Directions for this task
Please read the pale ale forum post below and name the temperature controller its writer bought.

Extract to read
--
# BIAB AMERICAN PALE ALE (EXTRA HOPPY)



## Hez (1/12/17)

I've tried making a very hoppy IPA three times with more or less the same result. All of them had been good drinkable beers, the second better than the first and the third better than the second, but all of them had the same problems:
- too fruity (<- high fermentation temp)
- very noticeable alcohol
- not hoppy enough

I've come a long way since the first one: I've improved my mashing insulation, sparge technique, temperature measurement, chilling procedure, I bought a bigger kettle and started to take control of the water (minerals and ph), but still there was something very important I was missing, the fermentation temperature control.
I used the wet tshirt method (http://beerandwinejournal.com/wet-t-shirt-cooling/) and I got pretty decent (other styles) beers, but I think it's not enough control enough for making a crisp ale with in-your-face hoppyness.
Now I can cold crash and get rid of the hop shocks for dry hopping -> more contact of the hops with the beer -> more hoppyness!

I found a good second hand bar fridge AT LAST! and I bought the Inkbird ITC-308 dual temperature controller, so when it arrives (and my last beer, the saison, is ready to drink) I want to try a different approach.

With the moroccan heat of a sunny-Sydney-summer (https://www.antipodesmap.com/), you don't want a very alcoholic strong beer, you want a crisp, refreshing beer like an American Pale Ale.
--
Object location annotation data

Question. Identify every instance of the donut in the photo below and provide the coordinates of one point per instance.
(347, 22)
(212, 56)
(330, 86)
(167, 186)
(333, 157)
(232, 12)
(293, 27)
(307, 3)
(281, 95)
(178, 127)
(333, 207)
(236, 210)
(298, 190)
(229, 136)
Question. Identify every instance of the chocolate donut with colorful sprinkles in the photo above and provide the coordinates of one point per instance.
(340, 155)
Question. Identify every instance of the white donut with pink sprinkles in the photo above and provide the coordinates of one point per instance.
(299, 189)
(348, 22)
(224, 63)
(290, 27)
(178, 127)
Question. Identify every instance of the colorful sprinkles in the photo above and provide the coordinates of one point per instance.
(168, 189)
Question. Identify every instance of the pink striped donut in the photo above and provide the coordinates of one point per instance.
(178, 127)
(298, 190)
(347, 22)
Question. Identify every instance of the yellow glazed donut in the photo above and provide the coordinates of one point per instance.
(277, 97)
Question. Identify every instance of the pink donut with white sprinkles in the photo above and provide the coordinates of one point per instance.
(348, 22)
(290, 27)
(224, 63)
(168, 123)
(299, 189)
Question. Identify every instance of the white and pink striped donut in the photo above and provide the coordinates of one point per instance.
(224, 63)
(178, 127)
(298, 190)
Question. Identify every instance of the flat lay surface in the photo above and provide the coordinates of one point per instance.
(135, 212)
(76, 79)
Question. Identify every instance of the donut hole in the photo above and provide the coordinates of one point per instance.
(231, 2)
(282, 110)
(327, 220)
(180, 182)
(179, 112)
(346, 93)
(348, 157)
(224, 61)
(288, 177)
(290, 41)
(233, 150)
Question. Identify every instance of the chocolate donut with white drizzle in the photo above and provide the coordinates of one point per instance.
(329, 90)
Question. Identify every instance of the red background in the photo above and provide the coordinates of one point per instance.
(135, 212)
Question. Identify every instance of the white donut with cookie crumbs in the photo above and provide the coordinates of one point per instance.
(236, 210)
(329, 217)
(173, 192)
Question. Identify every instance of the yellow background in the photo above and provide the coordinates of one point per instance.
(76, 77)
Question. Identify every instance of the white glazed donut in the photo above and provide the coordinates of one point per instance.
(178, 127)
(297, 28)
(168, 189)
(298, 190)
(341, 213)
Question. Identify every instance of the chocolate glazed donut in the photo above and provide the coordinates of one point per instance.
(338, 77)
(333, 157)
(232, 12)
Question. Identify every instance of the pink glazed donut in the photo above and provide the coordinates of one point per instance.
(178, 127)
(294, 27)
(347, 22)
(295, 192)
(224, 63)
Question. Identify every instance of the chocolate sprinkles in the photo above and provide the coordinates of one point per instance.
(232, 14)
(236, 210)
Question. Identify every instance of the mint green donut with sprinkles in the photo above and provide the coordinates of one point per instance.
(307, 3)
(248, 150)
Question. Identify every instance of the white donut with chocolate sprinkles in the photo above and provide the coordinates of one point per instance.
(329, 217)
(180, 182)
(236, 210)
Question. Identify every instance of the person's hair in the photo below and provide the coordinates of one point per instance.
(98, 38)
--
The output
The Inkbird ITC-308 dual temperature controller.